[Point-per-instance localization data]
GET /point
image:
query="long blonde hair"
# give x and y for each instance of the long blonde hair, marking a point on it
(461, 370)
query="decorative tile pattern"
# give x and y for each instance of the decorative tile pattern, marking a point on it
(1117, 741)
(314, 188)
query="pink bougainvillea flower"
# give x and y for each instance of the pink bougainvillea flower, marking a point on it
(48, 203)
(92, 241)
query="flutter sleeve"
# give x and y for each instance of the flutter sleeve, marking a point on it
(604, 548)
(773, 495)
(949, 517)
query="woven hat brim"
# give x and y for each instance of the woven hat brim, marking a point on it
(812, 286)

→ Work item:
The lines you need are those with the word "query"; list them from the entries.

→ Exercise response:
query="long blonde hair"
query="decorative tile pattern"
query="pink bougainvillea flower"
query="flutter sleeve"
query="woven hat brim"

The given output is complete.